Let $0 < k < 1$ and $k' = \sqrt{1 - k^{2}}$ then we define two elliptic integrals $$K(k) = \int_{0}^{\pi/2}\frac{dx}{\sqrt{1 - k^{2}\sin^{2}x}},\,E(k) = \int_{0}^{\pi/2}\sqrt{1 - k^{2}\sin^{2}x}\,dx\tag{1}$$ When the number $k$ (called modulus) is evident from context we use the symbols $K, E, K', E'$ for $K(k), E(k), K(k'), E(k')$. These numbers have a curious relation to $\pi$ which is not difficult to prove $$KE' + K'E - KK' = \frac{\pi}{2}\tag{2}$$ which goes by the name Legendre's Identity. This is the identity which forms the link between $\pi$ and elliptic integrals and it was exploited by Ramanujan to the fullest extent.

> [RECORDS SHOWN]
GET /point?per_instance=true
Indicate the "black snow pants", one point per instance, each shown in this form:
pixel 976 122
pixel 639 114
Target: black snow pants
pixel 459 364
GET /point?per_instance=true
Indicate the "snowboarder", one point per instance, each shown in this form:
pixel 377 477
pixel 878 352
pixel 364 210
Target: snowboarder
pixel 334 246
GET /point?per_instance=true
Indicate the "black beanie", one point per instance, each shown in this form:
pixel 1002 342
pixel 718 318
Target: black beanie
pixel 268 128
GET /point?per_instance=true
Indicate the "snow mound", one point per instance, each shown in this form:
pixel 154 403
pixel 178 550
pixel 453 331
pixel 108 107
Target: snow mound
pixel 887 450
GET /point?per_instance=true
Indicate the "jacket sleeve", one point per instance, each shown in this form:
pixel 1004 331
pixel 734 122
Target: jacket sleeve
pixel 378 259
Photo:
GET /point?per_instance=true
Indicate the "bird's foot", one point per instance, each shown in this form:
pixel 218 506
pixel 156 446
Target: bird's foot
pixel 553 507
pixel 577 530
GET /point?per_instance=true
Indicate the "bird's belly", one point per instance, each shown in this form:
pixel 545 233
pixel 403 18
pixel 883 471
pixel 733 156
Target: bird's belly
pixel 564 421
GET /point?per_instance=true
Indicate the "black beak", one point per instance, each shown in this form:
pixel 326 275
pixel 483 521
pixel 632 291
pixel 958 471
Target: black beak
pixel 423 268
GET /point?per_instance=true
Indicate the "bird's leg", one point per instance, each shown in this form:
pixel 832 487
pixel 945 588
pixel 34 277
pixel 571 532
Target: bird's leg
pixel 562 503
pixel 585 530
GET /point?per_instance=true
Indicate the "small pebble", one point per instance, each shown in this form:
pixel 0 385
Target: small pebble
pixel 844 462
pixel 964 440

> [PARTS OF THE EXERCISE]
**A)** For each statement (i), (ii), (iii), say whether it agrees with the passage on elliptic integrals, and support each yes or no with the deciding words quoted from the passage. (i) The number k is called the modulus. (ii) Legendre's Identity is described as very hard to prove. (iii) Ramanujan made use of this identity.
**B)** What name does the passage on elliptic integrals give to the identity that relates K, E, K' and E' to π?
The lines are separate material and are not part of the passage on elliptic integrals.

> [EXERCISE ANSWERS]
**A)**
(i) Yes: "When the number $k$ (called modulus) is evident from context"
(ii) No: "which is not difficult to prove"
(iii) Yes: "it was exploited by Ramanujan to the fullest extent"

**B)** Legendre's Identity.